DIRECTIONS FOR THIS TASK. Find every line in the data below that contains the word "foliage" and copy each of those lines.
________________________________________
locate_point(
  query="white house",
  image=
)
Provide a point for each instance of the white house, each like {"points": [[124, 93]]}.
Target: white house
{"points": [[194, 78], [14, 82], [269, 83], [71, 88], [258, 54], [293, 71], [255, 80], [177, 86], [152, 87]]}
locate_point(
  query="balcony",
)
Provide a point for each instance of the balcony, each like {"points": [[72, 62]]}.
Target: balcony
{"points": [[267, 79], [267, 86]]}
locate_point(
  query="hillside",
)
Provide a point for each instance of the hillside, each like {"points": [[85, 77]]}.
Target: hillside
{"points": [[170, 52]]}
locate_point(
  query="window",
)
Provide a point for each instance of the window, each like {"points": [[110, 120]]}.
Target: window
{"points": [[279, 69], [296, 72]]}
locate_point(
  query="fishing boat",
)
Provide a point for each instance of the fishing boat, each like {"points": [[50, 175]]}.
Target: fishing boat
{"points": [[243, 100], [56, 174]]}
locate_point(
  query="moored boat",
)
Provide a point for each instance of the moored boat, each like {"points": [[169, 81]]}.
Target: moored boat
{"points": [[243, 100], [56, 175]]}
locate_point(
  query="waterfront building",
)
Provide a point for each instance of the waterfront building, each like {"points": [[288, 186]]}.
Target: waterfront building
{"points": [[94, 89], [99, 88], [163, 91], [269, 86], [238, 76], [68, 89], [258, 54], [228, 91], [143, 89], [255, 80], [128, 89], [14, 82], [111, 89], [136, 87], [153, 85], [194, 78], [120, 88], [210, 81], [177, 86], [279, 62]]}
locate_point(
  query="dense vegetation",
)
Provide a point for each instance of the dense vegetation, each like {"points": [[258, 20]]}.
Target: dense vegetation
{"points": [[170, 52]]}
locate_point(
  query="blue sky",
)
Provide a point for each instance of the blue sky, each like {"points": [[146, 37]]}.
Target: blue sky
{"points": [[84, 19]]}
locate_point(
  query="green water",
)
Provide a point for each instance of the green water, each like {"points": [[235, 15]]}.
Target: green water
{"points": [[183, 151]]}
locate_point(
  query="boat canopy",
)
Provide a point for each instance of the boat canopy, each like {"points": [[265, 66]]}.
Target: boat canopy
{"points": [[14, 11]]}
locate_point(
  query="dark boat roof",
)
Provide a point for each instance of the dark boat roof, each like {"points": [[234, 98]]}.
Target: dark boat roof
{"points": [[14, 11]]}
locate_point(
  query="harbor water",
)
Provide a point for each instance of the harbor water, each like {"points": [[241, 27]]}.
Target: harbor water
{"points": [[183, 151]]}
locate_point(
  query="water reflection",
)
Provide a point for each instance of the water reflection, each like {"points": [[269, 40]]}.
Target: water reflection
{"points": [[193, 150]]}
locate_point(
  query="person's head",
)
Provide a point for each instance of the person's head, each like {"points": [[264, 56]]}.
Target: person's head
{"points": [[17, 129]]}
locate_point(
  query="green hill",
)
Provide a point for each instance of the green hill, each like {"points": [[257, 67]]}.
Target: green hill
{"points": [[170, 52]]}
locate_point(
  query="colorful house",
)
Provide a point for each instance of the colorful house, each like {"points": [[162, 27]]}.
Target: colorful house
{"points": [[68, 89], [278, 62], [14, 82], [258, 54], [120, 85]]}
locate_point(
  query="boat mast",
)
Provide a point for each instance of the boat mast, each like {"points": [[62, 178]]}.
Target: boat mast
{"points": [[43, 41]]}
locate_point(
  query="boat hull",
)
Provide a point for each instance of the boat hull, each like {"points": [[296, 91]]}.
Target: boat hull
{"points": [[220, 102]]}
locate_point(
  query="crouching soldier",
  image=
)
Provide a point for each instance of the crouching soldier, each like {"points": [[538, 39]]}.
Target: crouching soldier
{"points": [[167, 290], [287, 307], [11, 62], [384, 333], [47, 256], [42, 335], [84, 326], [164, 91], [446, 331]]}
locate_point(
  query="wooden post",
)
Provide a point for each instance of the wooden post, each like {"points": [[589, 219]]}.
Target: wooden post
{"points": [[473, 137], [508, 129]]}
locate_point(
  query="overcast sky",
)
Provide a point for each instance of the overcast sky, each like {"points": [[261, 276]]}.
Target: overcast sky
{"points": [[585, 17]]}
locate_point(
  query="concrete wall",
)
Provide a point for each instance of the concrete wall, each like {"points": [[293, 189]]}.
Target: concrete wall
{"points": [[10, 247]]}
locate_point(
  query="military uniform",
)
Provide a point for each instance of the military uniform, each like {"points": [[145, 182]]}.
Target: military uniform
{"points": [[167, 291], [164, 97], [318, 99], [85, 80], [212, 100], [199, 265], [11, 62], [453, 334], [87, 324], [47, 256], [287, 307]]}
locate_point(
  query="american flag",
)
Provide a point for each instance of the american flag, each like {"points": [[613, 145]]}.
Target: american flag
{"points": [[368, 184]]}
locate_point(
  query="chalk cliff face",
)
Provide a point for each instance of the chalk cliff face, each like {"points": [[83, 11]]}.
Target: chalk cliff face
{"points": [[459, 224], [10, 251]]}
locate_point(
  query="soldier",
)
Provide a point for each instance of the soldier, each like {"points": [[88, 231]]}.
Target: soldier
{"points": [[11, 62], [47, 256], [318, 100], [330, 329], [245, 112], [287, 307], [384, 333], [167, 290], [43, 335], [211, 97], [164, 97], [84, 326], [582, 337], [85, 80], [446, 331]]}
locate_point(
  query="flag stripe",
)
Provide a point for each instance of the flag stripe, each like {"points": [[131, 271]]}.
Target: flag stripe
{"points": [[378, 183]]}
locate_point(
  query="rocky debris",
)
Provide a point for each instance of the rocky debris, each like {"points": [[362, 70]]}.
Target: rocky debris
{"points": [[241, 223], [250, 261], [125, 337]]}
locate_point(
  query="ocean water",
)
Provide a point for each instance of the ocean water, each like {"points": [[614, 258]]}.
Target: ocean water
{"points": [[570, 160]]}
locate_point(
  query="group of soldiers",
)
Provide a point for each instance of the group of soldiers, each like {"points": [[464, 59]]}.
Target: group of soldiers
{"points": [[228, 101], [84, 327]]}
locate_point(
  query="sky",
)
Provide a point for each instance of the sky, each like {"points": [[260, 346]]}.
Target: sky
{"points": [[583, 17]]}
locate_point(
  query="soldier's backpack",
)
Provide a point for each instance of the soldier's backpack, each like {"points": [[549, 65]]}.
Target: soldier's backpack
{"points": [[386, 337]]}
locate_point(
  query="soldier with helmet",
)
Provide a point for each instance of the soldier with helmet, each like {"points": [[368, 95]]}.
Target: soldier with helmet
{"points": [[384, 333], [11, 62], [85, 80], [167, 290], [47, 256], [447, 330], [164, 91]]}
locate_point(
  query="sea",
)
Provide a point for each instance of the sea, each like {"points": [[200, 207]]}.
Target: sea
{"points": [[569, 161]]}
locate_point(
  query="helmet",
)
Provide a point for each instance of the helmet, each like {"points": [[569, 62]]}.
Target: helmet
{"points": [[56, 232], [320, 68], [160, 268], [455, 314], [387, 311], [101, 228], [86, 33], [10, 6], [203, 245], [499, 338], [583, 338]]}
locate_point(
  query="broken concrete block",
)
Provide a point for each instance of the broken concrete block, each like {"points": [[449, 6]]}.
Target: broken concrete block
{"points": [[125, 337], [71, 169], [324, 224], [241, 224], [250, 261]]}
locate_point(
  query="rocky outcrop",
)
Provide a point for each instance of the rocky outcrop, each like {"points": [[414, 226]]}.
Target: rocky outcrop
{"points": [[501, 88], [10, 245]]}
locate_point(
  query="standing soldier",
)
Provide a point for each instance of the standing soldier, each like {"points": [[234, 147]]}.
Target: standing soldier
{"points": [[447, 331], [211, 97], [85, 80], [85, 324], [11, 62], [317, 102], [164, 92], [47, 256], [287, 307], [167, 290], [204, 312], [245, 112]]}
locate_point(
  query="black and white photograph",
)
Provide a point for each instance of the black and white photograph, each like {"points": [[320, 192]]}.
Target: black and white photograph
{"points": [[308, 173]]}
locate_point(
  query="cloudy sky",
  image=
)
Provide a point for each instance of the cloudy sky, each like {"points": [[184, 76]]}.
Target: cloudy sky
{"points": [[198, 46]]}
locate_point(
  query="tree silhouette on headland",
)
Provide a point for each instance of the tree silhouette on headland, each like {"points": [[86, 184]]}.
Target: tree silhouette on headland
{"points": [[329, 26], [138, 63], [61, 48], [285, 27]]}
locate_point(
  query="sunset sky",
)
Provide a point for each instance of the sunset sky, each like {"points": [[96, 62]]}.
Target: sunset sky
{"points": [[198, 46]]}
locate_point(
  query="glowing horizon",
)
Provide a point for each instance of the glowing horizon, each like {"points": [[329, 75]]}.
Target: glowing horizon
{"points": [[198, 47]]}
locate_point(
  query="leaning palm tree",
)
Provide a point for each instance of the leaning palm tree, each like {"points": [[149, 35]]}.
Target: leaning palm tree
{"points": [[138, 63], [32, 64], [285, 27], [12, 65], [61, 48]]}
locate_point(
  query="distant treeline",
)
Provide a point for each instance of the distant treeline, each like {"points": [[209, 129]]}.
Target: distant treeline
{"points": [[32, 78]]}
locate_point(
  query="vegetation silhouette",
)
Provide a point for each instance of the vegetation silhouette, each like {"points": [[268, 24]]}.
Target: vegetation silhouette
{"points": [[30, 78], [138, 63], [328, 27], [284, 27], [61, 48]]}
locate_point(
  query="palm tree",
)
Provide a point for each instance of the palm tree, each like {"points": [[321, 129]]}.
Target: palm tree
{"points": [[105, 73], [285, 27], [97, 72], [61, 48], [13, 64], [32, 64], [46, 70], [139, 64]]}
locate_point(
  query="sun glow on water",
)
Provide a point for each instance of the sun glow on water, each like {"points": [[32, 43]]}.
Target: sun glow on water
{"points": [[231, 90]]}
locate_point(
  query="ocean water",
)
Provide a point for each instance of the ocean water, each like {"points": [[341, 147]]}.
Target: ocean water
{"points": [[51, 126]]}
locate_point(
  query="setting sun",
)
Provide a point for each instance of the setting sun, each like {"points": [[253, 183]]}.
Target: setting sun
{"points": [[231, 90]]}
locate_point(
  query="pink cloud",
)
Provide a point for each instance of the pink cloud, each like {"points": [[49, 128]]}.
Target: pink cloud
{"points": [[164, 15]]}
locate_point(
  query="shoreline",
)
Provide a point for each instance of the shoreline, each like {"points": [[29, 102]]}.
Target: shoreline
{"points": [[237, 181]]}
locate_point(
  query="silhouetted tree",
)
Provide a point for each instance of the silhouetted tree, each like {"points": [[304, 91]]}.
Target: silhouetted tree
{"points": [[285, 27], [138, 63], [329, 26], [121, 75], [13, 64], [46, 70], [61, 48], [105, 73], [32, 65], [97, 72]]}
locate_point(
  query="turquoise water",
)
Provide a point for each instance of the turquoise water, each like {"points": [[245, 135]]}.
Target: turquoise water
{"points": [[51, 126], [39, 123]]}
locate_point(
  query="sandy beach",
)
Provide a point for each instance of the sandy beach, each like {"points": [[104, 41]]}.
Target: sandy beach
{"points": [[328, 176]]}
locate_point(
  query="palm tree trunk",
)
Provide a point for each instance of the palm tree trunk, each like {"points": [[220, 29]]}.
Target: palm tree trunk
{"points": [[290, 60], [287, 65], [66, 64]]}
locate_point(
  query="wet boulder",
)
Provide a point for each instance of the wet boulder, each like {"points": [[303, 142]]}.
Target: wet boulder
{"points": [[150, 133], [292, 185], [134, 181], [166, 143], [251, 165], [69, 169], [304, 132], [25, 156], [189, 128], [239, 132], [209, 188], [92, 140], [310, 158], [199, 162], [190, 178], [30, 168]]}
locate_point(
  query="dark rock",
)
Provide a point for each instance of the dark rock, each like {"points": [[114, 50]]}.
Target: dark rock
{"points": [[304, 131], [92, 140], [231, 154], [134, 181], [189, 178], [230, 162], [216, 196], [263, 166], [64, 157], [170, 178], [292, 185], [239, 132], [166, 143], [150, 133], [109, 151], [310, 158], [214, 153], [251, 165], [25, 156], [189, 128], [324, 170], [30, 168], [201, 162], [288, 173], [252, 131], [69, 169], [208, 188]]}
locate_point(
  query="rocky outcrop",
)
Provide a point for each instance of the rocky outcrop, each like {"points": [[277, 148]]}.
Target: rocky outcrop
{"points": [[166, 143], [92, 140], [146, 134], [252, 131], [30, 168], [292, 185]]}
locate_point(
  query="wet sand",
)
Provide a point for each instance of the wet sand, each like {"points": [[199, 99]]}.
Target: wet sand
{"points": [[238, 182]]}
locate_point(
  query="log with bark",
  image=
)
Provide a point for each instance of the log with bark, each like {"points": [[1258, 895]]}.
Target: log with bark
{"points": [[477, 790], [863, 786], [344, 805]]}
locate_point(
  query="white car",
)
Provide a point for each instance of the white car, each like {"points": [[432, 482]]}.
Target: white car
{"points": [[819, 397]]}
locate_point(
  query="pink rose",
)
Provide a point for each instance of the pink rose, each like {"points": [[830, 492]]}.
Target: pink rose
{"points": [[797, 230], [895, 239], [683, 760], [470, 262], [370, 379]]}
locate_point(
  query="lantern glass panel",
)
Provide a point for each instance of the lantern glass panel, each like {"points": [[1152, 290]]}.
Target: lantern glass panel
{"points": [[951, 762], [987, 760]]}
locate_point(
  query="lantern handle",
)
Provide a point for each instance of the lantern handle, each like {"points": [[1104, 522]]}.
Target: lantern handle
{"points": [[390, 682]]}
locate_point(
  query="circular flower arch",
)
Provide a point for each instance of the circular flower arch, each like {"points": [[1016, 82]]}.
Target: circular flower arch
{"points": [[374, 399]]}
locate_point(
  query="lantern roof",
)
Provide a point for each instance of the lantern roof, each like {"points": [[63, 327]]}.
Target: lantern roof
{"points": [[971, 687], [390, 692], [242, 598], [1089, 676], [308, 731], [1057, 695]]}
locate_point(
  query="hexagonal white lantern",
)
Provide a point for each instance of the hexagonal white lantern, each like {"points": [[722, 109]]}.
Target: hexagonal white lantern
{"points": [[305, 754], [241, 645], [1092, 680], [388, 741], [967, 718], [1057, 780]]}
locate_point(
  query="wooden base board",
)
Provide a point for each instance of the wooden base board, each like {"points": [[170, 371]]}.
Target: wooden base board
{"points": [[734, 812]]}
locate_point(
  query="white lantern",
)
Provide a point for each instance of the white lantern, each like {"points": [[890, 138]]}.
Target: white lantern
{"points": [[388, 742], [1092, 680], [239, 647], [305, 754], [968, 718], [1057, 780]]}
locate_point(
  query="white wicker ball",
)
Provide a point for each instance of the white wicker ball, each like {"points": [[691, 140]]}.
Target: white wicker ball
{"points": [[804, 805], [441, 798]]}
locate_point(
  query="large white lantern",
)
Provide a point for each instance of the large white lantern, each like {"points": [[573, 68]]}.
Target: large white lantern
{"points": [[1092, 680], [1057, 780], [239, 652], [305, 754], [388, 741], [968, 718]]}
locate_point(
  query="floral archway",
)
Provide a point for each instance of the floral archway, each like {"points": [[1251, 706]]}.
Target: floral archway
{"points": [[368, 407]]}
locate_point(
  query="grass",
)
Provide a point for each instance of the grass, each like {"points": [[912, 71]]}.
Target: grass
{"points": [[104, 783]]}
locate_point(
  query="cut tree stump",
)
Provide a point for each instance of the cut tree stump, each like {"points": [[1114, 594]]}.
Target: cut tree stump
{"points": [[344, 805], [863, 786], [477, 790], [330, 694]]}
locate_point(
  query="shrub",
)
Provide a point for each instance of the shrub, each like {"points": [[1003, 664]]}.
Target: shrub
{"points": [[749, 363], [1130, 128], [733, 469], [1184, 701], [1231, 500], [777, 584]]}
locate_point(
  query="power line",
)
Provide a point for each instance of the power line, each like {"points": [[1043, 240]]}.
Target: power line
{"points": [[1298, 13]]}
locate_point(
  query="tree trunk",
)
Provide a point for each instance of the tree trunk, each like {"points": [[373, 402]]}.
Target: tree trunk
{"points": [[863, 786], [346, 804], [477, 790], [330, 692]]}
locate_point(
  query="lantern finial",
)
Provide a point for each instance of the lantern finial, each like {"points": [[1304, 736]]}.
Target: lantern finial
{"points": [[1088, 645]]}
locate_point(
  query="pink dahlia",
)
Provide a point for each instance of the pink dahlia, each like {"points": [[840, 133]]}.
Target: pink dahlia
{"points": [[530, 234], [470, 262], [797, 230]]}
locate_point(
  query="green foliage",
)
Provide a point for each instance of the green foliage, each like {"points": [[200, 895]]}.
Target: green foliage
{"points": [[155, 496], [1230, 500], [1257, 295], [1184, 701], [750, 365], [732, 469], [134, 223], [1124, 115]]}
________________________________________
FULL OUTPUT.
  query="green foliage",
Provide a point for each instance of the green foliage, each like {"points": [[200, 895]]}.
Target: green foliage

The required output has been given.